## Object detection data
========

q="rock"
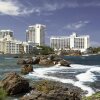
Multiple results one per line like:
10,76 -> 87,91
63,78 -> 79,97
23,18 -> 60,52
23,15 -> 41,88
33,57 -> 40,64
0,72 -> 29,95
26,58 -> 33,64
20,81 -> 81,100
39,59 -> 54,66
17,59 -> 26,65
21,64 -> 33,75
59,59 -> 70,67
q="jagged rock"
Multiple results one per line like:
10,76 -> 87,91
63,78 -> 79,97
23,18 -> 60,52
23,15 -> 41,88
17,59 -> 26,65
59,59 -> 70,67
0,72 -> 29,95
21,64 -> 33,75
20,81 -> 81,100
39,59 -> 54,66
26,58 -> 33,64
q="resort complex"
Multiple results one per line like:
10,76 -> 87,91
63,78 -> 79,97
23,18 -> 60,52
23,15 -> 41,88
50,33 -> 89,52
0,24 -> 89,54
26,24 -> 46,46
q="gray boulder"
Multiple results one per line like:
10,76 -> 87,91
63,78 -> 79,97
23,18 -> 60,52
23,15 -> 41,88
0,72 -> 30,95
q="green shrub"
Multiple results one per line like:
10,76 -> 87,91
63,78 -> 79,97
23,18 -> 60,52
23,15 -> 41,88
0,88 -> 7,100
82,92 -> 100,100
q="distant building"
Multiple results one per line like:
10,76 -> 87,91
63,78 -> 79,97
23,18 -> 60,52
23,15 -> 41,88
50,33 -> 89,52
0,35 -> 34,54
0,30 -> 13,39
26,24 -> 46,46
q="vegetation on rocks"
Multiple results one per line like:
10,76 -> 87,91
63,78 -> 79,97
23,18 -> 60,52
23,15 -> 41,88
0,88 -> 7,100
82,92 -> 100,100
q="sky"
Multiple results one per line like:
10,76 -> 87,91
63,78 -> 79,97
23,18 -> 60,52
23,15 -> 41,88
0,0 -> 100,46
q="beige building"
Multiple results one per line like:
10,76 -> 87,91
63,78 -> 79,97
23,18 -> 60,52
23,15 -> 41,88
50,33 -> 89,52
26,24 -> 46,46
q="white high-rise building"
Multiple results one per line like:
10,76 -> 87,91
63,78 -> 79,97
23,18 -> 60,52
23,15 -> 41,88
50,33 -> 89,52
0,30 -> 13,39
26,24 -> 46,46
0,35 -> 34,54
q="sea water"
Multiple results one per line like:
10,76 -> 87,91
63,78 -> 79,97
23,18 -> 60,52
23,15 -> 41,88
0,55 -> 100,96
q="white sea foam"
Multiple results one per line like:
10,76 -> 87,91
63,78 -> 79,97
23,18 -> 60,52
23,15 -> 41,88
29,64 -> 100,96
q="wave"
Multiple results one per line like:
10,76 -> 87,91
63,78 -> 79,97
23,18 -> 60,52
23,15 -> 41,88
28,64 -> 100,96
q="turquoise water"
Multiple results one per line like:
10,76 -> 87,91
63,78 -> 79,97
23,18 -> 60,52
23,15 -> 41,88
0,55 -> 100,100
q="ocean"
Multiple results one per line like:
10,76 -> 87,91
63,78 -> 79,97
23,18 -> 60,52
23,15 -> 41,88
0,55 -> 100,96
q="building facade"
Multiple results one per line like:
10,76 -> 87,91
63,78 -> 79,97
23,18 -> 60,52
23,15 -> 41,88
26,24 -> 46,46
0,30 -> 13,39
0,35 -> 34,54
50,33 -> 89,52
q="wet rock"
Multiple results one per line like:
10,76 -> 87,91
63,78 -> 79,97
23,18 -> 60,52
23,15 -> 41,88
20,81 -> 81,100
59,59 -> 71,67
21,64 -> 33,75
26,58 -> 33,64
33,57 -> 40,64
0,72 -> 30,95
17,59 -> 26,65
39,59 -> 54,66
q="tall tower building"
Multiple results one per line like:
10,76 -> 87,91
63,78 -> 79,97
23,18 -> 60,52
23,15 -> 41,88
0,30 -> 13,39
26,24 -> 46,46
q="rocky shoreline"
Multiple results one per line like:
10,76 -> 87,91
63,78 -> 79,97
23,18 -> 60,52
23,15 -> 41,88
0,72 -> 82,100
17,55 -> 71,75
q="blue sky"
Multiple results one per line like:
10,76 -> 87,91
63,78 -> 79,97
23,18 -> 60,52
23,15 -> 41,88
0,0 -> 100,45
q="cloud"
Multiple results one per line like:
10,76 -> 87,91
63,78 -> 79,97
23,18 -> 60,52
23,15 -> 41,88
0,0 -> 34,16
65,0 -> 100,8
64,21 -> 89,30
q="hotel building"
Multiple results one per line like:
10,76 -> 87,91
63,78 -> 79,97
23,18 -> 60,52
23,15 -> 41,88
0,30 -> 34,54
26,24 -> 46,46
50,33 -> 89,52
0,30 -> 13,39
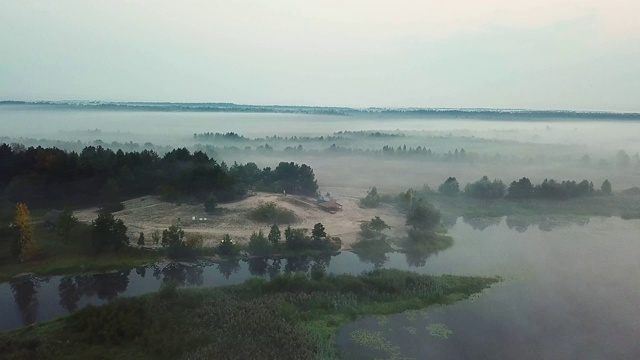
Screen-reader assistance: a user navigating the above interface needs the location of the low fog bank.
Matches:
[0,107,640,191]
[220,155,640,193]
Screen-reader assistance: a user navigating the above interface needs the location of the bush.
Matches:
[91,212,129,252]
[216,234,240,256]
[248,201,298,224]
[360,186,380,208]
[247,230,271,256]
[438,177,460,196]
[204,194,218,214]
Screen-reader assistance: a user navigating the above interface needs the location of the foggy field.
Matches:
[75,189,406,250]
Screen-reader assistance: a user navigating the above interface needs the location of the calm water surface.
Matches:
[0,218,640,359]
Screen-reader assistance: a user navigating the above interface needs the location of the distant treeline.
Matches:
[0,136,640,171]
[426,176,612,200]
[193,130,405,142]
[5,101,640,121]
[0,144,318,210]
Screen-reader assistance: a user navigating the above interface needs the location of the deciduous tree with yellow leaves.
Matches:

========

## TASK TO COMPLETE
Give the entries again word for word, but skip the pictures.

## ANSWER
q="rock"
Multiple results one per line like:
10,76 -> 87,91
63,78 -> 79,97
23,18 -> 60,52
23,15 -> 41,88
33,57 -> 40,64
0,72 -> 29,95
26,58 -> 33,64
20,81 -> 81,100
39,59 -> 54,66
17,59 -> 26,65
21,64 -> 33,75
59,59 -> 70,67
q="jagged rock"
Multiple results one per line like:
10,76 -> 87,91
63,78 -> 79,97
23,18 -> 60,52
23,15 -> 41,88
17,59 -> 26,65
59,59 -> 70,67
0,72 -> 29,95
21,64 -> 33,75
20,81 -> 81,100
39,59 -> 54,66
26,58 -> 33,64
q="resort complex"
Multiple results one per line like:
10,76 -> 87,91
63,78 -> 79,97
23,18 -> 60,52
23,15 -> 41,88
50,33 -> 89,52
0,24 -> 89,54
26,24 -> 46,46
q="gray boulder"
Multiple results one per line like:
10,76 -> 87,91
63,78 -> 79,97
23,18 -> 60,52
23,15 -> 41,88
0,72 -> 30,95
q="green shrub"
Multiple results one per line like:
10,76 -> 87,91
63,78 -> 79,97
23,18 -> 60,52
23,15 -> 41,88
0,88 -> 7,100
82,92 -> 100,100
q="distant building"
Multiple results one per line like:
10,76 -> 87,91
63,78 -> 79,97
23,18 -> 60,52
23,15 -> 41,88
50,33 -> 89,52
0,35 -> 34,54
0,30 -> 13,39
26,24 -> 46,46
q="vegetation on rocks"
Multiple results one per line like:
10,76 -> 87,91
63,78 -> 79,97
23,18 -> 60,52
23,15 -> 41,88
0,88 -> 7,100
82,92 -> 100,100
q="sky"
Multiple results one per line like:
10,76 -> 87,91
63,78 -> 79,97
23,18 -> 60,52
23,15 -> 41,88
0,0 -> 100,46
q="beige building"
Multiple results one per line like:
10,76 -> 87,91
63,78 -> 79,97
23,18 -> 60,52
23,15 -> 41,88
50,33 -> 89,52
26,24 -> 46,46
q="white high-rise building"
Multiple results one per line like:
10,76 -> 87,91
63,78 -> 79,97
23,18 -> 60,52
23,15 -> 41,88
50,33 -> 89,52
0,30 -> 13,39
26,24 -> 46,46
0,35 -> 34,54
q="sea water"
Multiple results one per line like:
10,76 -> 87,91
63,78 -> 79,97
23,18 -> 60,52
23,15 -> 41,88
0,55 -> 100,96
q="white sea foam"
Multiple results one per line like:
10,76 -> 87,91
63,78 -> 79,97
23,18 -> 60,52
23,15 -> 41,88
29,64 -> 100,96
q="wave"
Multiple results one per line like:
10,76 -> 87,91
63,78 -> 79,97
23,18 -> 60,52
23,15 -> 41,88
28,64 -> 100,96
q="turquoise water"
Multiple results one per line like:
10,76 -> 87,91
63,78 -> 79,97
23,18 -> 60,52
23,15 -> 41,88
0,55 -> 100,100
q="ocean"
Multiple results one per line like:
10,76 -> 87,91
63,78 -> 79,97
23,18 -> 60,52
23,15 -> 41,88
0,55 -> 100,96
q="building facade"
Multiple results one per line like:
10,76 -> 87,91
63,78 -> 79,97
23,18 -> 60,52
23,15 -> 41,88
26,24 -> 46,46
0,30 -> 13,39
0,35 -> 34,54
50,33 -> 89,52
q="wet rock"
Multiple results one per line like:
10,76 -> 87,91
63,78 -> 79,97
23,18 -> 60,52
23,15 -> 41,88
20,81 -> 81,100
59,59 -> 71,67
21,64 -> 33,75
26,58 -> 33,64
33,57 -> 40,64
0,72 -> 30,95
17,59 -> 26,65
39,59 -> 54,66
q="tall tower building"
Multiple results one per line like:
10,76 -> 87,91
63,78 -> 79,97
23,18 -> 60,52
23,15 -> 41,88
0,30 -> 13,39
26,24 -> 46,46
q="rocky shoreline"
Multiple results one per line like:
10,76 -> 87,91
63,78 -> 79,97
23,18 -> 60,52
23,15 -> 41,88
0,72 -> 82,100
17,55 -> 71,75
q="blue sky"
Multiple results one per line like:
10,76 -> 87,91
63,78 -> 79,97
23,18 -> 60,52
23,15 -> 41,88
0,0 -> 100,45
q="cloud"
Multiple results one per line like:
10,76 -> 87,91
63,78 -> 79,97
23,18 -> 60,52
23,15 -> 41,88
0,0 -> 34,16
65,0 -> 100,8
64,21 -> 89,30
q="hotel building"
Multiple results one per line like:
10,76 -> 87,91
63,78 -> 79,97
23,18 -> 60,52
23,15 -> 41,88
0,30 -> 34,54
26,24 -> 46,46
50,33 -> 89,52
0,30 -> 13,39
Screen-reader assistance: a user navigating the above interface needs the location of the low fog bank.
Matches:
[0,107,640,191]
[220,155,640,193]
Screen-reader assistance: a user navigating the above interface needs the location of the bush.
Matches:
[91,212,129,252]
[216,234,240,256]
[248,201,298,224]
[360,186,380,208]
[247,230,271,256]
[438,177,460,196]
[204,194,218,214]
Screen-reader assistance: a user navigating the above interface needs the location of the foggy field.
Matches:
[75,189,406,250]
Screen-reader assistance: a user navigating the above interface needs the location of the calm water surface.
Matches:
[0,218,640,359]
Screen-reader assistance: a user navigating the above interface needs the location of the distant treeline.
Matches:
[0,136,640,171]
[426,176,612,200]
[193,130,405,142]
[5,101,640,121]
[0,144,318,210]
Screen-reader assistance: a user navigating the above interface needs the location of the deciduous tree with yellow leaves.
Matches:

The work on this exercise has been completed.